• [GIVEN RECORDS]
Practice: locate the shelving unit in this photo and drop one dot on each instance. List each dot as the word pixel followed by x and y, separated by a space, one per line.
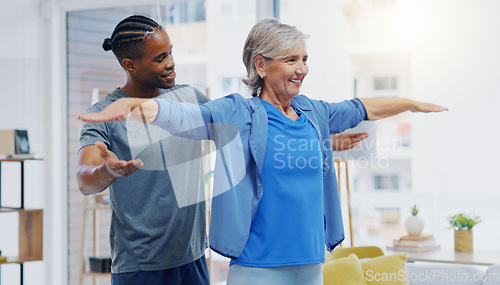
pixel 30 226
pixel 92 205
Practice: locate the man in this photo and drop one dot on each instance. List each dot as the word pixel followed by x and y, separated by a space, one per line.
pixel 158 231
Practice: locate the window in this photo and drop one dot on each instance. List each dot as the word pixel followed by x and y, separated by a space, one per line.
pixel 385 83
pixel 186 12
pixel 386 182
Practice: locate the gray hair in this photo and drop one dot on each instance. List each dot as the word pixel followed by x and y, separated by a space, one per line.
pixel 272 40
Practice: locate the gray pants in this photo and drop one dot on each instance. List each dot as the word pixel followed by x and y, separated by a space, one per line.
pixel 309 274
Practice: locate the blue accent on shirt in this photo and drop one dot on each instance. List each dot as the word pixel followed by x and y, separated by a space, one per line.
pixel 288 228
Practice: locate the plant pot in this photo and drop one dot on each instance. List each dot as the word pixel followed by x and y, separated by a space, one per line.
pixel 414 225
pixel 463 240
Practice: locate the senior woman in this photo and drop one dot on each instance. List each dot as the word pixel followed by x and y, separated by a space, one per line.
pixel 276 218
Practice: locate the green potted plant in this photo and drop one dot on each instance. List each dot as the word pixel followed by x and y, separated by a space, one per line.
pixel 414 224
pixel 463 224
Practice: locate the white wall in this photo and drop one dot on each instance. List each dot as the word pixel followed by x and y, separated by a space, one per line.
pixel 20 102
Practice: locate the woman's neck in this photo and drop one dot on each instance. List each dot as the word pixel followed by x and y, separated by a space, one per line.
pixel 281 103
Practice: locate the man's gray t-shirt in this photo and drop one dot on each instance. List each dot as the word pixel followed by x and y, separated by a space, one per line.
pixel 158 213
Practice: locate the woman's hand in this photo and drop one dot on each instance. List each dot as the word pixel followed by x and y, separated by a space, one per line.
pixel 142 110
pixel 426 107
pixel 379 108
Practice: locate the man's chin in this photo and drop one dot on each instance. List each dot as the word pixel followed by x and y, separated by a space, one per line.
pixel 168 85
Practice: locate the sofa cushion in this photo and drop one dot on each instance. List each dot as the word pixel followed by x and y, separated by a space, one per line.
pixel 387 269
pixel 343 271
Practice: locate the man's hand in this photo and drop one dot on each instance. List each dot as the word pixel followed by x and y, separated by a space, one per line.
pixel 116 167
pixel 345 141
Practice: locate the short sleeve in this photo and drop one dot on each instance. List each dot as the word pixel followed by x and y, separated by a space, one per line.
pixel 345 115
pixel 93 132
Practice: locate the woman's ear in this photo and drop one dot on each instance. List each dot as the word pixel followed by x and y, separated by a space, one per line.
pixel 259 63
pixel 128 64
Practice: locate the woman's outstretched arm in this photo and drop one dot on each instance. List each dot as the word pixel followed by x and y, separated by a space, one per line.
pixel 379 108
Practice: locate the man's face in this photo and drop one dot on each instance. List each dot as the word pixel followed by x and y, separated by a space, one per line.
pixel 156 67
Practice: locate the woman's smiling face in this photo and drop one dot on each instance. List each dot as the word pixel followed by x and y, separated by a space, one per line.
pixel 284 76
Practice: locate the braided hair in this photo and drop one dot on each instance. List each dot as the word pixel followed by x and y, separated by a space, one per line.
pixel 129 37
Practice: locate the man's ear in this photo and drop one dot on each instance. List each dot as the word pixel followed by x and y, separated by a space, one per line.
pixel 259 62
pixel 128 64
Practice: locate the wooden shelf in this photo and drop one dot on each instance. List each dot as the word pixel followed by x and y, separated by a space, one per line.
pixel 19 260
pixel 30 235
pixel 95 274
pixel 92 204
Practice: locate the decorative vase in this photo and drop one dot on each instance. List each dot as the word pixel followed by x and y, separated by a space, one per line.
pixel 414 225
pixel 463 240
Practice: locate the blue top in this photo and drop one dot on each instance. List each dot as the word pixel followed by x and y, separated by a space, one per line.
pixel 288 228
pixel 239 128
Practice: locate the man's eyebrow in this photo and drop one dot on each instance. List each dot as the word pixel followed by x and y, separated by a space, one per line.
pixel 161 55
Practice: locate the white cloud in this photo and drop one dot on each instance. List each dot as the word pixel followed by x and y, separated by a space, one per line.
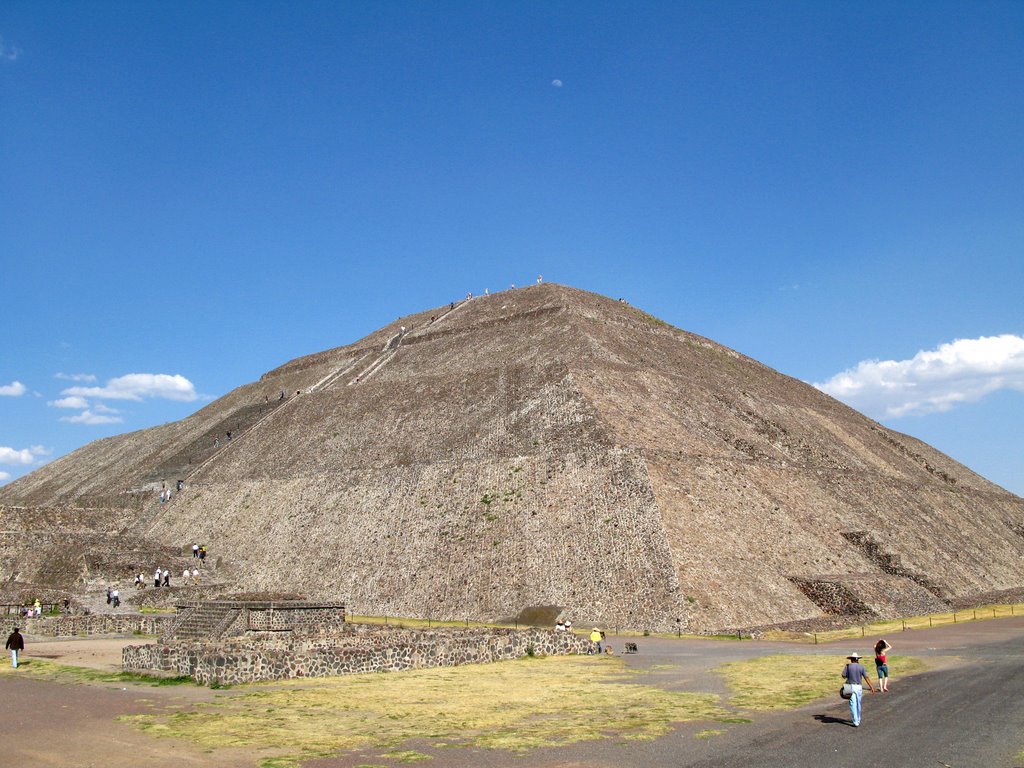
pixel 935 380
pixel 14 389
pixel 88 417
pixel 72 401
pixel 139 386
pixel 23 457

• [THE PROBLEM] In the copy, no picture may appear; the records themselves must be output exactly.

• [ANSWER BELOW]
Practice: locate the shelving unit in this photo and drop one dot on each instance. List each dot as the word pixel followed by x and y, separated by a space, one per line.
pixel 30 226
pixel 92 205
Practice: locate the man in this photo and drop one dot on each instance. List each dot as the word pixel followed by x and y, separated by a space, one per line.
pixel 158 231
Practice: locate the window in this photo and drop one dot on each instance. List each dot as the word pixel followed by x and y, separated by a space, one per line.
pixel 385 83
pixel 186 12
pixel 386 182
Practice: locate the gray hair in this photo and drop one dot on each instance. List each dot as the word pixel followed by x and y, separated by a space, one per line.
pixel 272 40
Practice: locate the gray pants in this photo and drop one dot on each instance. List each dot as the word pixel followed by x and y, separated by a space, one per line.
pixel 309 274
Practice: locate the blue accent on shirt in this photo and drop one dot on each instance. List each dot as the word pixel followed by x and y, separated by a space, one per line.
pixel 288 228
Practice: locate the plant pot in this photo and drop one dot on each instance. List each dot as the word pixel followed by x and y, separated by a space, one per line.
pixel 414 225
pixel 463 240
Practice: locate the senior woman in this photo and drop one dot on each instance. List each dot as the word pixel followed by x and y, separated by a space, one per line.
pixel 276 218
Practice: locate the green potted plant in this photo and drop one dot on each instance. List each dot as the word pixel followed by x and y, separated by a space, one per line.
pixel 414 224
pixel 463 224
Practice: locate the white wall in this photo and drop one dot on each instance. List each dot as the word pixel followed by x and y, separated by a space, one per line.
pixel 20 102
Practice: locate the woman's neck in this photo and drop one dot on each instance. List each dot as the word pixel followed by x and y, separated by a space, one per line.
pixel 281 103
Practice: locate the man's gray t-shirt in this photo and drop one dot on each instance. List each dot as the word pixel followed by x and y, separated by a space, one per line.
pixel 158 213
Practice: locate the woman's hand in this photo and drop one dot on each instance. List each dot as the word pixel followed by x and y, separated by a space, one per line.
pixel 142 110
pixel 426 107
pixel 379 108
Practice: locate the man's chin in this photo and drop one dot on each instance. List each dot as the word pixel followed by x and y, separated by a space, one per line.
pixel 168 85
Practice: locate the sofa cushion in this photo and drop one dot on each instance. List each dot as the word pixel followed by x and y, separated by a space, one per line.
pixel 387 269
pixel 343 271
Practice: locate the man's hand in this photo and drop one dot on each instance. List each dot as the word pixel followed by x and y, separated by a space, one per line.
pixel 116 167
pixel 345 141
Practice: locate the short sleeve in this photo and drop one dot on each instance. List each dot as the word pixel followed by x and y, separated by a space, one per line.
pixel 345 115
pixel 93 132
Practice: locate the woman's ear in this photo and drop one dot on each instance. List each dot as the word pixel followed by x and y, separated by a space, one per line.
pixel 259 63
pixel 128 64
Practice: locate the woman's outstretched arm in this photo and drop one dot on each instance. List each dot as the word pixel followed by x and y, separated by a space, one per line.
pixel 379 108
Practice: locate the man's face in this photo and drop one dot on each instance. List each dot as the word pixel followed by x and y, separated by a space, one per line.
pixel 156 67
Practice: locate the woman's smiling face in this photo and drop one dot on each instance. List each dot as the word pixel followed by x and y, separated by a space, one per line.
pixel 284 76
Practice: locate the braided hair in this photo and drop one dot on each instance. List each dot as the word pixel followed by x and y, separated by a space, one per line.
pixel 129 37
Practice: locate the man's ear in this photo and drop one dot on each instance. List each dot as the word pixel followed by x and y, separated by a space, one per line.
pixel 259 62
pixel 128 64
Practice: locate the wooden shelf in this photo and drop one dot on each instance. List each dot as the word pixel followed by x and y, separated by a space, one per line.
pixel 19 260
pixel 30 235
pixel 95 274
pixel 92 204
Practice: locate the decorative vase in this photo and drop one dot on each instance. List each dot as the word pixel followed by x and y, separated by a space, one per line.
pixel 414 225
pixel 463 240
Practice: locate the blue top in this photo and drop one dot on each instance. List each dot as the word pixel followed by x and y, separated by a space, one per line.
pixel 288 228
pixel 239 128
Practice: locate the man's eyebrow in this photo and drop one dot on each instance. List each dot as the word pixel followed by x and y, separated by a space, one per line.
pixel 161 55
Practice: locate the white cloud in this photo and drop one dot on each instance. List each dot as the word pixel followed by x and y, separated by a space, one per line.
pixel 935 380
pixel 14 389
pixel 88 417
pixel 72 401
pixel 139 386
pixel 23 457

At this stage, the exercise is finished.